» **Required work**:
Add -56 to every x and y pixel coordinate in the answers of the rows from the line containing "target | red clay roof tile" to the line containing "[(375, 224)]", both lines included. Write out all of those lines again with the requests kept, and leave out the pictures.

» **Supplied material**:
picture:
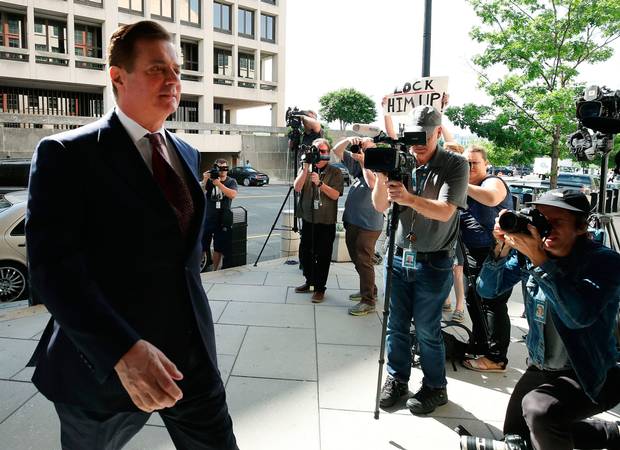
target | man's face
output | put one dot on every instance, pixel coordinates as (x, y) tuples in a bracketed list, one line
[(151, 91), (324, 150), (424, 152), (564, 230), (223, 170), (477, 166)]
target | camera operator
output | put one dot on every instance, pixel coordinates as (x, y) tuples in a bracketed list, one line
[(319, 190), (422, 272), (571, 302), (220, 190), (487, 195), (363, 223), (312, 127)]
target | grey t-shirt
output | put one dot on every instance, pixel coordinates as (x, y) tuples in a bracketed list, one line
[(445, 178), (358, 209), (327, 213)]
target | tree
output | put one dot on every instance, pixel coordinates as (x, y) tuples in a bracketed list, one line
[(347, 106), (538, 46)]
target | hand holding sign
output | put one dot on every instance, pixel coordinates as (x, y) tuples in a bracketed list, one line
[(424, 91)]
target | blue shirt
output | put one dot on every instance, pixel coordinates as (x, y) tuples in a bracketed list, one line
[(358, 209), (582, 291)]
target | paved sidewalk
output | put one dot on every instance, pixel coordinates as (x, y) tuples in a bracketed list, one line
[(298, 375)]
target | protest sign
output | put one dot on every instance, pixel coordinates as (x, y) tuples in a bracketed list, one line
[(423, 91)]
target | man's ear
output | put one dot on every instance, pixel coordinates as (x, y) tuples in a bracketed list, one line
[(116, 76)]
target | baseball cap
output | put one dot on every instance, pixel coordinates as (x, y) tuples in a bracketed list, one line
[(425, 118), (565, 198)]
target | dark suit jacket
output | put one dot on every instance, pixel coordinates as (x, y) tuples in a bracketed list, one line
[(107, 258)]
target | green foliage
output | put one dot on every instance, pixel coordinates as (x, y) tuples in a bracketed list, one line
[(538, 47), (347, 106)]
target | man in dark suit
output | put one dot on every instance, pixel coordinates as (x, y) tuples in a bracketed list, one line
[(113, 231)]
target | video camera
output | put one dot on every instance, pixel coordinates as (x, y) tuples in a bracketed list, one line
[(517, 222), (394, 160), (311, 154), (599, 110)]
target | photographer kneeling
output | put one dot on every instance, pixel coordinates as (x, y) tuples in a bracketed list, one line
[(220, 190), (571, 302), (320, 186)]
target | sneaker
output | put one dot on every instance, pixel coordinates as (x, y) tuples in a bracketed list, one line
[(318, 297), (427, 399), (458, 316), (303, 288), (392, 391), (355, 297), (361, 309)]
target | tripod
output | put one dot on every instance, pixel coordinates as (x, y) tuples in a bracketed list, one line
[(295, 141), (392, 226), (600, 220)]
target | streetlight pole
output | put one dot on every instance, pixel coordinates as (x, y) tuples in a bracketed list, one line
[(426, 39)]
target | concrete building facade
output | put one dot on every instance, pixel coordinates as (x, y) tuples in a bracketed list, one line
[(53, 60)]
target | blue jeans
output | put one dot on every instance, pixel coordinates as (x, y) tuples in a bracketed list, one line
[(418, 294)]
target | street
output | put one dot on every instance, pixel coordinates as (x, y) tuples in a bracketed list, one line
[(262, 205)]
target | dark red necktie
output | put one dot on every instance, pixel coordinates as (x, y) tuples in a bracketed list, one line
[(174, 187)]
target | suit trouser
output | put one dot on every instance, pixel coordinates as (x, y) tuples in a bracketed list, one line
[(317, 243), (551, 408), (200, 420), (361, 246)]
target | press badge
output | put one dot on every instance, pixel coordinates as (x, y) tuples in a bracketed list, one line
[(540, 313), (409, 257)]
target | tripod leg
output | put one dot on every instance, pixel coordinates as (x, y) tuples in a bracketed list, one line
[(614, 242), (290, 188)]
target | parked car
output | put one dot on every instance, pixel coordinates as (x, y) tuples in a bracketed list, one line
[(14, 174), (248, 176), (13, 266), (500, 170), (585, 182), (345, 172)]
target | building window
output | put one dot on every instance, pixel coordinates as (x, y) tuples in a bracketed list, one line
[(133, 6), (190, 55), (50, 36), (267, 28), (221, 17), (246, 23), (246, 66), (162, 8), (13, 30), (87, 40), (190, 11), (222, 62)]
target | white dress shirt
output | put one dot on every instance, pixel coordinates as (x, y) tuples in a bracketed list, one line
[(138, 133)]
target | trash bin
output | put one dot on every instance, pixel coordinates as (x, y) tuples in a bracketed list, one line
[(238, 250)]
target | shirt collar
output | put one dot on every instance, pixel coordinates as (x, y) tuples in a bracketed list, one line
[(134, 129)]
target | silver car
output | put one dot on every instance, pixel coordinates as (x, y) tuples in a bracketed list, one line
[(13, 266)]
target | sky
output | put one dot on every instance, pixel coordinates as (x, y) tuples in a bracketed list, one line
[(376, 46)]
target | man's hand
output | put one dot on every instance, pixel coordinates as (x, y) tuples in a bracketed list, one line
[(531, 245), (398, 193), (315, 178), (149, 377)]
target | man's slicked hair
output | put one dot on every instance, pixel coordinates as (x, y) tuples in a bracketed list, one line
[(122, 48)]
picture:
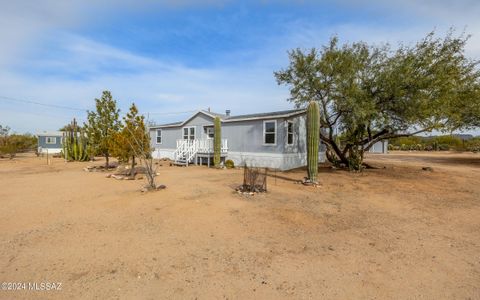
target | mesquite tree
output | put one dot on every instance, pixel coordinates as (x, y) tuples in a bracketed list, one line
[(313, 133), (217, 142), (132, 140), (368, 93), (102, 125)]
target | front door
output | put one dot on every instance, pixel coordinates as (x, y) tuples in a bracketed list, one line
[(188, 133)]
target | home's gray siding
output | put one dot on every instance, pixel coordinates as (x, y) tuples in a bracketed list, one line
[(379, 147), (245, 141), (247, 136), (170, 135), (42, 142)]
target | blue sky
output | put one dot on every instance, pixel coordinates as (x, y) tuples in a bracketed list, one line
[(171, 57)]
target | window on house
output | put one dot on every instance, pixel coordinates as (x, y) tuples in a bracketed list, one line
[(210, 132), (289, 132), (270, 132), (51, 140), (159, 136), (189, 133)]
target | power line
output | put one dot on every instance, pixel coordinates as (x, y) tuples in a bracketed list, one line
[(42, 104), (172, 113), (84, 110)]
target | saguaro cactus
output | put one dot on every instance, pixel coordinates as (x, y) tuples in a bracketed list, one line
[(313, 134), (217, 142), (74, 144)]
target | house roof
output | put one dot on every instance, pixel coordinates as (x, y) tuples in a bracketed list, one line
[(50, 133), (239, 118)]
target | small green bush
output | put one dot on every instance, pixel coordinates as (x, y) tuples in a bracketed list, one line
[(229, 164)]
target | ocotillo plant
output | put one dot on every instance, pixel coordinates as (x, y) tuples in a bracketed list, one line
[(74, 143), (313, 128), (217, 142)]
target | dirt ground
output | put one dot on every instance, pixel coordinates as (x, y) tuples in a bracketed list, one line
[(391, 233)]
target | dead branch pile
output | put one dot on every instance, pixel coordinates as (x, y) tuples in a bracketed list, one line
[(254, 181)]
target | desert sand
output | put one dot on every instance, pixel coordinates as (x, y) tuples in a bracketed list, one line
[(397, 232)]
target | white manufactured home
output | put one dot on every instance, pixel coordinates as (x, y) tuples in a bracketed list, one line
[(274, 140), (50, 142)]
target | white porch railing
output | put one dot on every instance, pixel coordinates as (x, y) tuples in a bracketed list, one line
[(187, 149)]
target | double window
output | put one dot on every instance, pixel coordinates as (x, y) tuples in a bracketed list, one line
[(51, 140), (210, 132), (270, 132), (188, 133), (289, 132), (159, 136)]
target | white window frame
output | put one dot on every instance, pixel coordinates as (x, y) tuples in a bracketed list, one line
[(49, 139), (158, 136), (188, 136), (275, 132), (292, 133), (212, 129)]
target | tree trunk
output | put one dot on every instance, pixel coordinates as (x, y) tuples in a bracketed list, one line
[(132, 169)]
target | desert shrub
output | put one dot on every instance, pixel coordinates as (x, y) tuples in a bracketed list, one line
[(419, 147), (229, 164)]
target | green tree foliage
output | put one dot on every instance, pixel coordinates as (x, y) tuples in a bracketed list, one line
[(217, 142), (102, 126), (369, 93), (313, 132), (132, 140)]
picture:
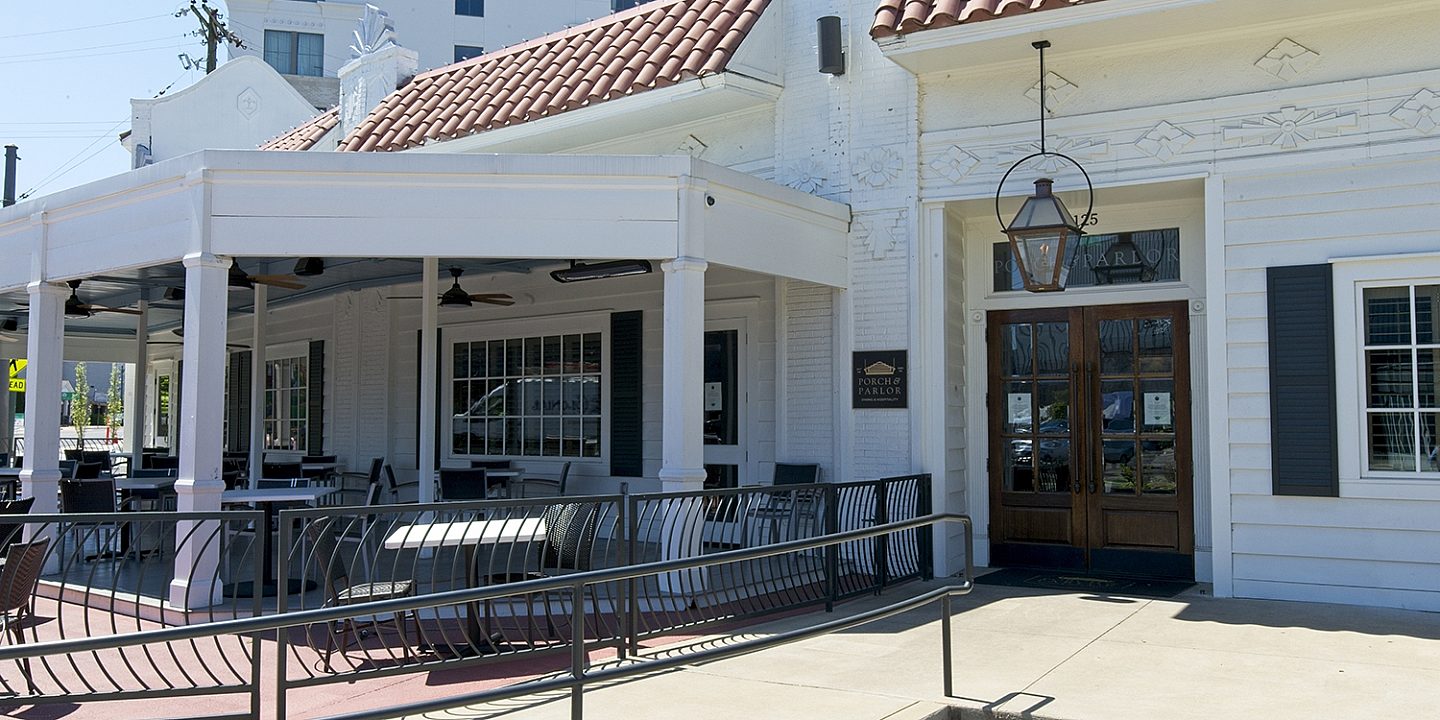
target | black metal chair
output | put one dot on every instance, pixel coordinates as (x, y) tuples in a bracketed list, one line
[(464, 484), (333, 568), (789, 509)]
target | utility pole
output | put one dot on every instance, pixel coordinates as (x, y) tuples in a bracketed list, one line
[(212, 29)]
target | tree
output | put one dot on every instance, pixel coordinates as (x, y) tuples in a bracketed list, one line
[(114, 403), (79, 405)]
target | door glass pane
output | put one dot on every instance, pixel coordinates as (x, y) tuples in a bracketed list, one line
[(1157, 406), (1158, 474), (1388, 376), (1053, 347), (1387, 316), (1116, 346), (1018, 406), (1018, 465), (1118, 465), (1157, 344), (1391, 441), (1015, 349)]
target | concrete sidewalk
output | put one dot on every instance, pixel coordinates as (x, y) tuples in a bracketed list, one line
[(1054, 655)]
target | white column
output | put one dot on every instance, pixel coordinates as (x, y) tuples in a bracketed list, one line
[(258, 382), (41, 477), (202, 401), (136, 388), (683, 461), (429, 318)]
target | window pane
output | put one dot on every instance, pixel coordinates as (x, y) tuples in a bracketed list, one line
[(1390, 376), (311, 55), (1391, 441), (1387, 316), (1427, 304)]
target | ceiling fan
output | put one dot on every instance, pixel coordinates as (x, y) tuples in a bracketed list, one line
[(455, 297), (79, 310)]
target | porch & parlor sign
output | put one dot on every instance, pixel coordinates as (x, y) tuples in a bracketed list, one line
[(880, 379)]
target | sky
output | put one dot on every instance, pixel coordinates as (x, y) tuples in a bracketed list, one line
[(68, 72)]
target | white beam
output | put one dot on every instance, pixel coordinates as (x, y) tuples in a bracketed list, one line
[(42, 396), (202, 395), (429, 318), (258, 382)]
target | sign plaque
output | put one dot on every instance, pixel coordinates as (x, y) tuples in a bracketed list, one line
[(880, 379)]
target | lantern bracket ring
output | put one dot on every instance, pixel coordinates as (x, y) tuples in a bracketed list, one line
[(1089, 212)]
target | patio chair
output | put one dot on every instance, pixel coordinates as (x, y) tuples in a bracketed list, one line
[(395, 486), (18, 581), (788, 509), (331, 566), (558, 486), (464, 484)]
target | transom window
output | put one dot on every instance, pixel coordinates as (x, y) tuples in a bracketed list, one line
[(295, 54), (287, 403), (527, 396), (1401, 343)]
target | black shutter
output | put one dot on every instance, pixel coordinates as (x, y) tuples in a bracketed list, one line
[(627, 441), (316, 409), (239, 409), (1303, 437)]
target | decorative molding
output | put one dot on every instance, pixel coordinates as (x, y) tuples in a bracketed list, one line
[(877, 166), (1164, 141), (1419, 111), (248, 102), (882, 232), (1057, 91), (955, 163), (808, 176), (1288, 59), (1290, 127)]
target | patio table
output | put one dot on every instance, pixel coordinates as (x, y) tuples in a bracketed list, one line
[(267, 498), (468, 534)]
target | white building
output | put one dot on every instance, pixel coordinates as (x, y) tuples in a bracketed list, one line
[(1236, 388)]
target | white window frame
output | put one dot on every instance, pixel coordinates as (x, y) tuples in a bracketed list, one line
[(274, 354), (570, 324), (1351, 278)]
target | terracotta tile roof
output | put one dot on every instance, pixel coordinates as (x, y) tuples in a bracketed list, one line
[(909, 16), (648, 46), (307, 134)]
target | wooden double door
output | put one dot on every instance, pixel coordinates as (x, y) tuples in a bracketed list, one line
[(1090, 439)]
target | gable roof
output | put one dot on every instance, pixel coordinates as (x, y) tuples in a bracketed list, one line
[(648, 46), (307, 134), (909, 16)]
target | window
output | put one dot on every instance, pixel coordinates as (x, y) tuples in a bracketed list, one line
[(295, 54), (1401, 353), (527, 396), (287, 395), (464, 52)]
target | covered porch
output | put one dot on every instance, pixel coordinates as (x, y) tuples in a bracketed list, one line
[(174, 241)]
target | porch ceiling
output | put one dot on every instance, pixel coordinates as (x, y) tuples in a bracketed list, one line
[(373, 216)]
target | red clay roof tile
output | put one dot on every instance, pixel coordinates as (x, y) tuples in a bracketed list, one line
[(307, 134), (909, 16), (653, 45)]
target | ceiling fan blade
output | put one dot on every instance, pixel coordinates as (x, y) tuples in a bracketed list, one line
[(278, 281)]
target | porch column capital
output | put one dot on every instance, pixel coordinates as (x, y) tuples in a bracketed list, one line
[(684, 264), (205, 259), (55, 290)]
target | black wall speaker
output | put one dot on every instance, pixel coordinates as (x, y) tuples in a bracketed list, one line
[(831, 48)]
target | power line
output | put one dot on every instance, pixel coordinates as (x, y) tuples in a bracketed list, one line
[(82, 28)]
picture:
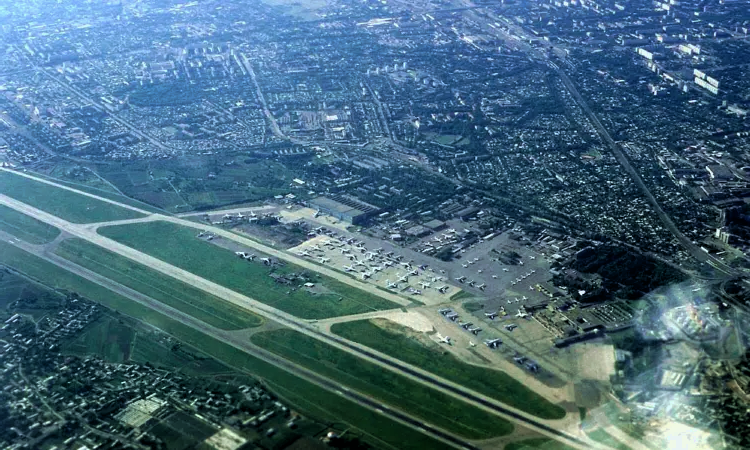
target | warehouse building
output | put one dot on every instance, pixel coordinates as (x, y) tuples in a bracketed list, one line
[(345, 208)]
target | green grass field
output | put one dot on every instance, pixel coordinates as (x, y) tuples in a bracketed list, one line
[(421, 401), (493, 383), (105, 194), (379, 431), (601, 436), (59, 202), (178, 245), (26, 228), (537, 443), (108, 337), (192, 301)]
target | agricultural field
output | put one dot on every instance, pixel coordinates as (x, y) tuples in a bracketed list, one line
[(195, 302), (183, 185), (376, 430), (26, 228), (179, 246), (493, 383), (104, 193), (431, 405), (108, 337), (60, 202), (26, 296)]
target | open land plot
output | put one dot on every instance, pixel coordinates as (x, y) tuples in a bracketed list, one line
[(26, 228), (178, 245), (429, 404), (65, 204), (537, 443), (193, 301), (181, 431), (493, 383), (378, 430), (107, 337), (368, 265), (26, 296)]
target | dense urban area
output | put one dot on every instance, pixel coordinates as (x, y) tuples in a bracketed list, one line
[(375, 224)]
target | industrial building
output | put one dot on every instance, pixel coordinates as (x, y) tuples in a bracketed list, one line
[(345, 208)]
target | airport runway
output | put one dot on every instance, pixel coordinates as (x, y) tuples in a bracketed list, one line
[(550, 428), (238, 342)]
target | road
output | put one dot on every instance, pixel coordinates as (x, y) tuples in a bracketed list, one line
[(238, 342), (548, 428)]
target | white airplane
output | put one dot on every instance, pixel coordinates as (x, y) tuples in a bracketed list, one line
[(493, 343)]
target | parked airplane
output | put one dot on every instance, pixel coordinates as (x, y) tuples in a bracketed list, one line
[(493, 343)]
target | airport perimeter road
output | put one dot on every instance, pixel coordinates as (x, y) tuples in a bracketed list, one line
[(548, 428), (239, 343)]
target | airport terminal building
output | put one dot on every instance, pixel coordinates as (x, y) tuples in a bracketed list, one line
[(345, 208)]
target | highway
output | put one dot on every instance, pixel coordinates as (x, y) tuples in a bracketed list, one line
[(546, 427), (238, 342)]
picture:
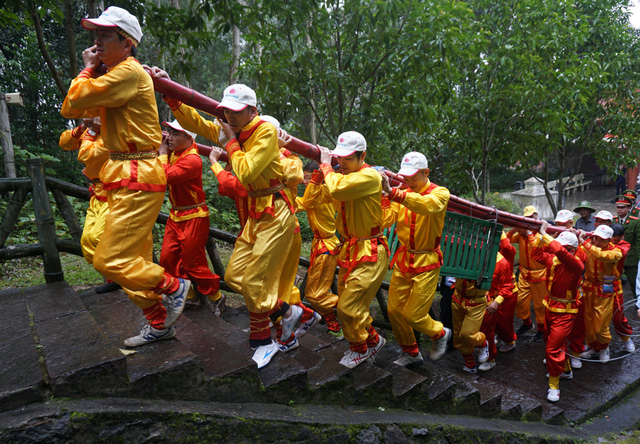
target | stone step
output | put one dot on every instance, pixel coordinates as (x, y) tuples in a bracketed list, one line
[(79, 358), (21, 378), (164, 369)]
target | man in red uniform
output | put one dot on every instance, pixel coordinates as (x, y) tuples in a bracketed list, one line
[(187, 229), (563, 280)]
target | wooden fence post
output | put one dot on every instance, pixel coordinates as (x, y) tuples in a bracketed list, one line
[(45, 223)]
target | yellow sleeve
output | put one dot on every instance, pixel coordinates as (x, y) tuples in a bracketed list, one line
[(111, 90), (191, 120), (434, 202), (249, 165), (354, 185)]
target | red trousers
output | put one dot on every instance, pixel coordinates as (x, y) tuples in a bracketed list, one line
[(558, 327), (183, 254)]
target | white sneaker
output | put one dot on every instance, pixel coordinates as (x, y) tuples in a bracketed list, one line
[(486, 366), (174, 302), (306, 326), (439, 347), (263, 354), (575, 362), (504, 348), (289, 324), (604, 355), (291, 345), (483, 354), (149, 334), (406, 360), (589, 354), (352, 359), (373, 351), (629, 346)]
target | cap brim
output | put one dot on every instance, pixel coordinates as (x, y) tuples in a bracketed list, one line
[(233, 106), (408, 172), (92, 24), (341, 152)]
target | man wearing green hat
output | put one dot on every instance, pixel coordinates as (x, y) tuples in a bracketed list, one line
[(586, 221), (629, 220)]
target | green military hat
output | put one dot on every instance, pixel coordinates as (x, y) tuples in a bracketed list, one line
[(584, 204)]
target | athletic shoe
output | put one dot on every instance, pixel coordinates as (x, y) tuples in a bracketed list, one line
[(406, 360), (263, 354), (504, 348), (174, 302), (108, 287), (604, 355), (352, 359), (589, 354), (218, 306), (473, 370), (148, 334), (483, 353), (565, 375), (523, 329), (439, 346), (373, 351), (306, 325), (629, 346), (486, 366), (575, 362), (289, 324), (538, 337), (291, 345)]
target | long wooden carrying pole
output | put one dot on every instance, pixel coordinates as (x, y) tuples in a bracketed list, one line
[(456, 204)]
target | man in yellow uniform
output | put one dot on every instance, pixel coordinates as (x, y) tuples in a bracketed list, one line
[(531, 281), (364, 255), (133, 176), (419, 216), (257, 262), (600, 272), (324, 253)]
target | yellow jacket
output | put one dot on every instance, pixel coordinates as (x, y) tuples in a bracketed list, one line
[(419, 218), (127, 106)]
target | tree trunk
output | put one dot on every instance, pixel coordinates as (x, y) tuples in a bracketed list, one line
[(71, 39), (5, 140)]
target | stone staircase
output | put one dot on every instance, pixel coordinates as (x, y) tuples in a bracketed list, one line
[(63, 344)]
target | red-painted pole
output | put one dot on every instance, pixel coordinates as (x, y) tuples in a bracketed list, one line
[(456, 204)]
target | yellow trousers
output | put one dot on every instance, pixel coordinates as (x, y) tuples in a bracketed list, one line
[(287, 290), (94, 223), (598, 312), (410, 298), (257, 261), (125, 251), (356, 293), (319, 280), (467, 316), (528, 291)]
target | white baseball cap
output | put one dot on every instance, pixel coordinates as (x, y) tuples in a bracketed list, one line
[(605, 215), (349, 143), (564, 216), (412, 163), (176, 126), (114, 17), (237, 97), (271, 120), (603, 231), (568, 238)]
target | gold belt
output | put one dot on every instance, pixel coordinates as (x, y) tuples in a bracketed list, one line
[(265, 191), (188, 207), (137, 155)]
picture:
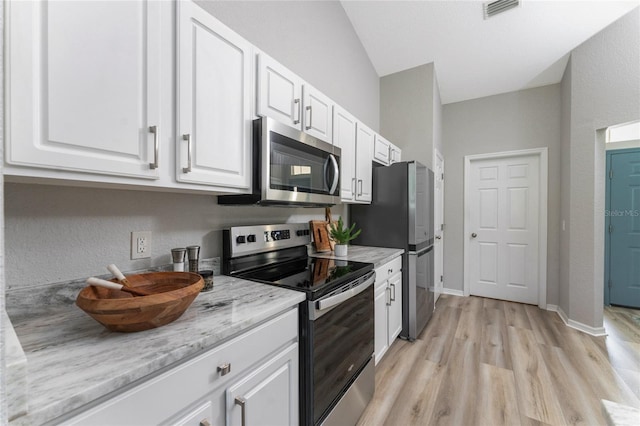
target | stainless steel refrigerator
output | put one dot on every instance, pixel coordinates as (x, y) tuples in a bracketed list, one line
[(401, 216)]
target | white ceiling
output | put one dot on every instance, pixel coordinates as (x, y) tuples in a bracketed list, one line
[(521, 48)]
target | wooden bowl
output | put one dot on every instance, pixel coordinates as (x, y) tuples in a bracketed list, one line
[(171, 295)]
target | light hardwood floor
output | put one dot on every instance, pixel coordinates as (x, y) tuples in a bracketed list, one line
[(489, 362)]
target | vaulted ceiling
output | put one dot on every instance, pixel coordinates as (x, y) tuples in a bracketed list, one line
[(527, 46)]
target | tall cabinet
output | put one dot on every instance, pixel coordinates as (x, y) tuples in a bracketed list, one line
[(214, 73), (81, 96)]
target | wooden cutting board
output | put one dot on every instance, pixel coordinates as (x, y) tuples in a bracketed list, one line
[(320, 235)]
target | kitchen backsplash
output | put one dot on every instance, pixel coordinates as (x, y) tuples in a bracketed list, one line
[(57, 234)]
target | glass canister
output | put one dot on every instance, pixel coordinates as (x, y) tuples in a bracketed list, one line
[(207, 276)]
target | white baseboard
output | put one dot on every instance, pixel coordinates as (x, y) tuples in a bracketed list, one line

» **Correct output**:
target | red clay roof tile
output | put one dot on every instance, pixel coordinates as (x, y) tuples in a bracketed list, one line
[(251, 78), (853, -40), (597, -11)]
target | ceiling fan blade
output | put one dot on every instance, pixel coordinates as (x, y) tuples in a bracketed list, one line
[(222, 225)]
target | porch column capital
output | put one dot on every instance, pixel coordinates as (x, y) tuples in a bracketed list, one line
[(628, 208), (149, 203), (-1, 234)]
target | black wall speaker
output | put one dot on every instance, pixel coordinates as (x, y) tuples in a bracketed list, one line
[(775, -8)]
target | power line
output | put one dot on every instance, pixel coordinates as (x, y) tuples in a bracketed list, one line
[(26, -28)]
picture:
target | warehouse building
output | put one dot on every instance, pixel coordinates as (x, y) tuples in a bracketed list, one line
[(289, 152)]
target | green grass field
output | put one dot on every instance, pixel coordinates as (x, y) tuples in a bracketed list, one line
[(365, 345), (437, 327), (49, 138), (323, 375), (545, 380), (3, 146), (122, 189), (-30, 172), (481, 387), (52, 281), (136, 245)]
target | agricultural field
output | put one dot on every instance, pixel coordinates as (x, y) tuples in a bracketed list, one line
[(139, 246), (127, 129), (320, 374), (-30, 172), (123, 190), (437, 327), (48, 137), (375, 349), (52, 281), (4, 146), (-30, 240)]
target | open land plot
output | put one dot on every instance, pixel coordinates as (x, y) tuples in a bracketed list, one line
[(-30, 172), (122, 189), (373, 348), (9, 148), (481, 387), (137, 245), (125, 375), (437, 327), (322, 374), (51, 281), (312, 209), (-30, 240)]
target | dense urban area
output | put one dot on every instance, pixel coordinates as (x, y) tuples in a bracketed list, one line
[(319, 168)]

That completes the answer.